### Extracted records:
● ● ● ● ●

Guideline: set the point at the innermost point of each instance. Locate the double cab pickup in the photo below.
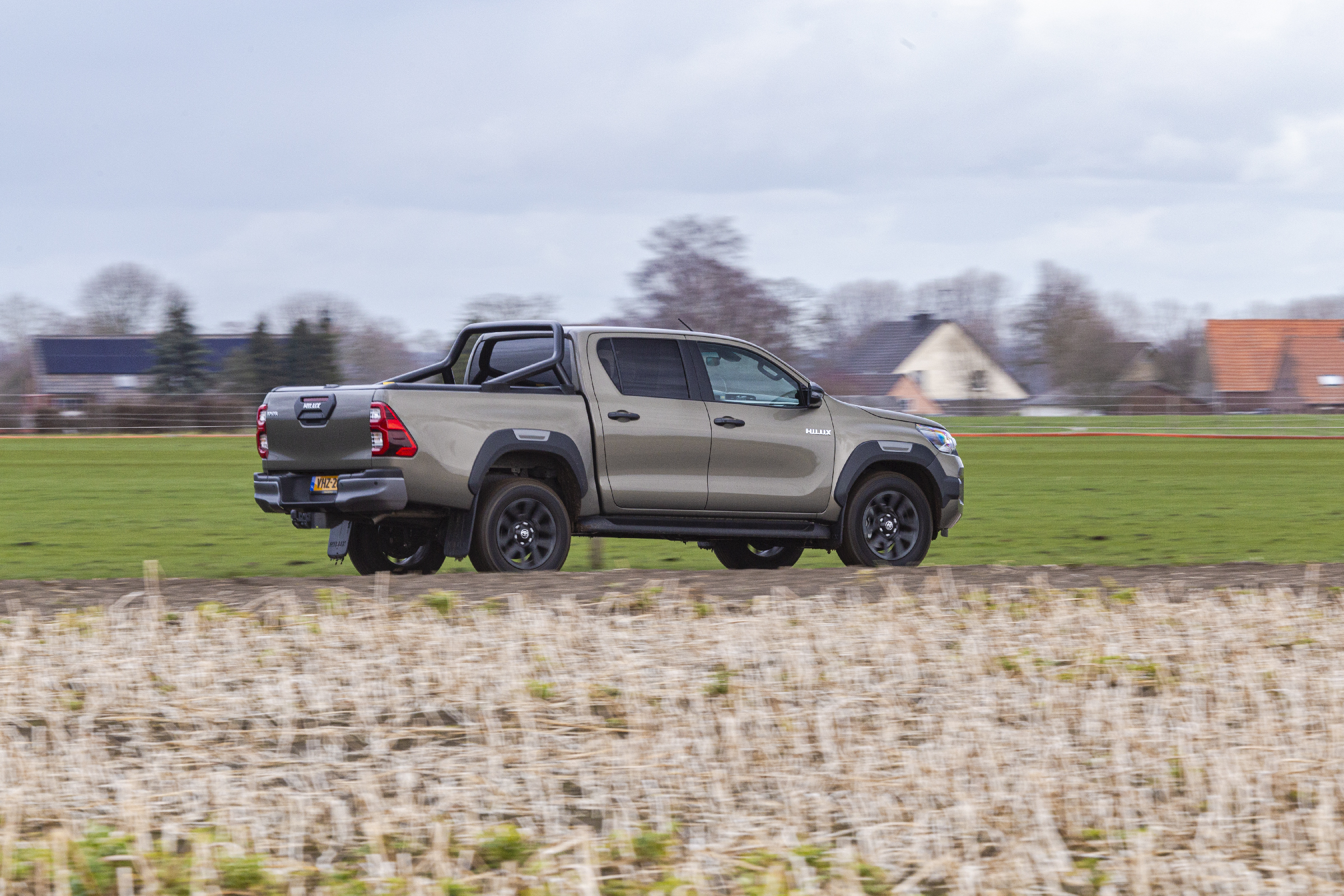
(530, 433)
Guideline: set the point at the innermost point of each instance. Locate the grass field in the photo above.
(944, 742)
(96, 508)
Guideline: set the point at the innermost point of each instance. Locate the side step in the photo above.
(680, 528)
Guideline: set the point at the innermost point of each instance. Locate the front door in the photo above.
(771, 453)
(655, 435)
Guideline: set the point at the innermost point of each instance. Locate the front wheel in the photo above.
(888, 521)
(394, 548)
(522, 527)
(756, 555)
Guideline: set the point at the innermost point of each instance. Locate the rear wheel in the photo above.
(522, 527)
(756, 555)
(888, 521)
(389, 547)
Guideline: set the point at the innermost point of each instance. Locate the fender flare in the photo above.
(458, 533)
(866, 454)
(501, 442)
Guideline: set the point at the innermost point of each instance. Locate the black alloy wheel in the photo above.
(888, 521)
(522, 527)
(756, 555)
(397, 548)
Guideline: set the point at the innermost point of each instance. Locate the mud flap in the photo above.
(458, 534)
(338, 543)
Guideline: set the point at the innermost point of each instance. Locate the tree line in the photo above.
(696, 274)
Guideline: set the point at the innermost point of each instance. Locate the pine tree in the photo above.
(265, 361)
(179, 354)
(311, 355)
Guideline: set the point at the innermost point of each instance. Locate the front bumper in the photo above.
(363, 492)
(951, 514)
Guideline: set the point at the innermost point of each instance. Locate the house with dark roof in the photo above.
(1284, 366)
(104, 367)
(948, 366)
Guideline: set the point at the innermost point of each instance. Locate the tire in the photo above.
(748, 555)
(394, 548)
(888, 521)
(522, 526)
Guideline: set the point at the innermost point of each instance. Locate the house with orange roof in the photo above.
(1281, 366)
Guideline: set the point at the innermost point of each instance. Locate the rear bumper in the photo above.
(363, 492)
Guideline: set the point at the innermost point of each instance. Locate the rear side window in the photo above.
(499, 356)
(745, 378)
(648, 367)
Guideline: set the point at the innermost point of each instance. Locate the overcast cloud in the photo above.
(413, 155)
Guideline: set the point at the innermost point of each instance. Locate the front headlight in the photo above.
(941, 440)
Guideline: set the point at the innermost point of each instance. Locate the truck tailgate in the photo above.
(315, 429)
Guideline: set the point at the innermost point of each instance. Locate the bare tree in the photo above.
(851, 308)
(22, 318)
(119, 298)
(1066, 331)
(972, 298)
(311, 307)
(373, 351)
(697, 276)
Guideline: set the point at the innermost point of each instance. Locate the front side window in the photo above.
(745, 378)
(646, 367)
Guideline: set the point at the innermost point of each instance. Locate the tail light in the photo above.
(388, 435)
(263, 445)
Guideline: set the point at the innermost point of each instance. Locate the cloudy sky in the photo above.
(410, 156)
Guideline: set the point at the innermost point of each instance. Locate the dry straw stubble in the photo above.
(940, 742)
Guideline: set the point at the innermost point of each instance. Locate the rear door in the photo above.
(771, 452)
(655, 435)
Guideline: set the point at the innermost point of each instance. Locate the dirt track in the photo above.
(726, 585)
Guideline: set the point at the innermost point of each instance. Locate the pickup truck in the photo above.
(548, 432)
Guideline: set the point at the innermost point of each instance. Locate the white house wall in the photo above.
(944, 362)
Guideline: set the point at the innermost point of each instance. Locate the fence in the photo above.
(135, 414)
(234, 413)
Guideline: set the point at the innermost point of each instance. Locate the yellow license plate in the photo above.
(324, 484)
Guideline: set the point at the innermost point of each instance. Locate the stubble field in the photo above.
(939, 739)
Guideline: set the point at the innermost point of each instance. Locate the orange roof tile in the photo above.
(1247, 355)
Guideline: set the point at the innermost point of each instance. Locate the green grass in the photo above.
(96, 508)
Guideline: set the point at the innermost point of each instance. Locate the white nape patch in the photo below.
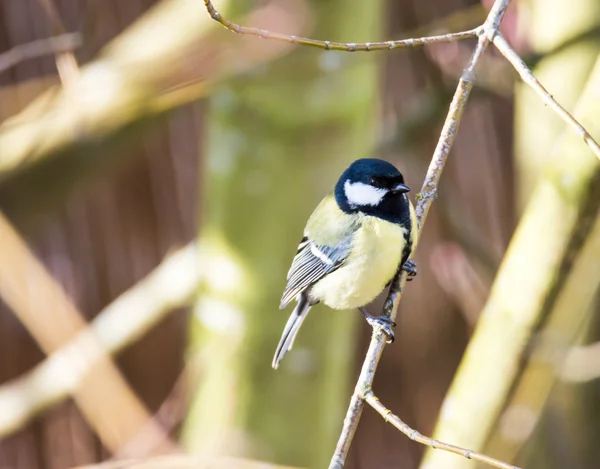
(359, 194)
(320, 254)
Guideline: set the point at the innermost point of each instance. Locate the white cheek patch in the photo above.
(360, 194)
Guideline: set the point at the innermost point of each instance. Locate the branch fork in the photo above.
(486, 34)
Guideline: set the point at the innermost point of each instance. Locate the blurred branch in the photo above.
(582, 364)
(547, 280)
(414, 435)
(124, 86)
(186, 462)
(65, 60)
(106, 400)
(67, 370)
(31, 50)
(341, 46)
(529, 78)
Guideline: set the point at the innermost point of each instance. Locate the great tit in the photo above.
(354, 243)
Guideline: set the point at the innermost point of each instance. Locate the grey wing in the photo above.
(312, 262)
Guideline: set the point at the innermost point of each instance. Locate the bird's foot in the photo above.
(380, 322)
(411, 269)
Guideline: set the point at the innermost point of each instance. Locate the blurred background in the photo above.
(156, 172)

● ● ● ● ●

### Brief:
Dropping every picture, restate the material word for word.

### Expected answer:
Guideline: set the point at the innermost point of each instance. Locate the double cab pickup in the photo below.
(530, 433)
Guideline: set the point at the innermost point of each instance. Locate the grass field in the photo above.
(944, 742)
(96, 508)
Guideline: set the point at the innermost point of each instance. Locate the side step in the photo above.
(680, 528)
Guideline: set the point at the innermost point of each instance. Locate the front door in the photo above.
(771, 453)
(655, 435)
Guideline: set the point at the innermost point of each instance. Locate the front wheel in the photo above.
(888, 521)
(394, 548)
(522, 527)
(756, 555)
Guideline: set the point at the innermost point of each instance. Locate the rear wheel in the photo above.
(522, 527)
(756, 555)
(888, 521)
(389, 547)
Guideline: set the point at the innermost point of each instance. Locate the fender flare in the photo above.
(458, 533)
(866, 454)
(501, 442)
Guideline: set the point at the innermost point of each instance. Locate the black alloy wheel in the photo above.
(888, 521)
(522, 527)
(756, 555)
(397, 548)
Guideline: set the point at the innermost point of each instance. Locate the mud flap in the photo above.
(458, 534)
(338, 543)
Guideline: set the point at the innermost point of each instance. Locate the tree line in the photo above.
(696, 274)
Guideline: set the point at the innermost point of each instance. Locate the pine tree in the photo above.
(265, 361)
(179, 354)
(311, 355)
Guideline: set the point at the innermost point of each instance. Locate the front bumper in the photo above.
(363, 492)
(951, 514)
Guideline: set the point at the innermost point of each instance. Locate the house with dark roof in the photo above.
(1284, 366)
(104, 367)
(948, 366)
Guideline: set the point at the innermost point of each instance. Locate the tire in the photo above.
(748, 555)
(394, 548)
(888, 521)
(522, 526)
Guideline: set the point at the innermost point of each instance. Locate the house with orange roof in the photo above.
(1281, 366)
Guideline: set the point at the innermost point of each instance. Locate the rear bumper in the photo above.
(363, 492)
Guideline: set the point at the innermost point of each instance. Locate the rear side window in the photo above.
(499, 356)
(745, 378)
(648, 367)
Guideline: set the point at the innermost point of each instance. Locate the overcast cloud in the photo above.
(413, 155)
Guideline: set the point at the innermost point of each instance. Locate the front headlight in the photo above.
(941, 440)
Guideline: set the point at the innermost point of each instance. Locate the truck tailgate in the photo above.
(315, 429)
Guideline: set the point at the innermost point of each instance. Locate the bare tree in the photo above.
(851, 308)
(22, 318)
(119, 298)
(1066, 331)
(972, 298)
(311, 307)
(373, 351)
(697, 276)
Guideline: set the point at the innermost point of each instance. Locate the front side window in the photo above.
(745, 378)
(646, 367)
Guideline: set the point at the innermost point of each instance. Locate the tail light in the photo above.
(388, 435)
(263, 445)
Guideline: set the point at the innermost point of each instance. Locate the cloudy sky in the photo above.
(410, 156)
Guideline: set the point at the innermost point of each instance. Locate the dry straw stubble in the photo above.
(940, 742)
Guideline: set the point at the innermost point of each instance. Locate the rear door in the photo above.
(771, 452)
(655, 435)
Guideline: set the point at the innermost point of each instance. Locate the dirt track in the photo above.
(726, 585)
Guideline: set the point at the innermost point of each instance. Locate the pickup truck in the photo above.
(548, 432)
Guideline: set the point at the innermost point of each instance. Locate the white house wall in the photo above.
(944, 362)
Guideline: set the point at the innermost point of each instance. Locate the fence in the photo above.
(135, 414)
(234, 413)
Guideline: set the point at the innermost point of each instance. Locate the yellow license plate in the photo above.
(324, 484)
Guideline: set the point at the innermost point of each instance. Locate the stubble field in the photo above.
(939, 739)
Guideline: set the point at the innermost point of each instance. Locate the orange roof tile in the photo above.
(1247, 355)
Guideline: set the point at the innermost point of each instance. Locate the green grass in the photo above.
(96, 508)
Guideline: set the point at the innermost point of each instance. Locate the white nape patch in the photo below.
(359, 194)
(320, 254)
Guideline: set the point at the innermost point of each instance. Locate the white cheek patch in the photo above.
(360, 194)
Guideline: set the point at the innermost point of each instance. Locate the branch fork in the photo above.
(486, 34)
Guideline: set the point at the innermost point of each instance. Locate the blurred branch in the photo above.
(582, 364)
(547, 280)
(414, 435)
(124, 86)
(186, 462)
(65, 60)
(106, 400)
(67, 370)
(31, 50)
(341, 46)
(529, 78)
Guideline: set the point at the innermost point of each instance. Locate the great tit in the photo above.
(354, 243)
Guideline: set the point at the innermost point of each instance. Locate the grey wing in the photo above.
(312, 262)
Guideline: set the point at the innermost point of each instance. Locate the bird's foot in the photo above.
(380, 322)
(411, 269)
Guideline: set the point at the innermost point of each instance. Locate the blurred background in the photo above.
(156, 172)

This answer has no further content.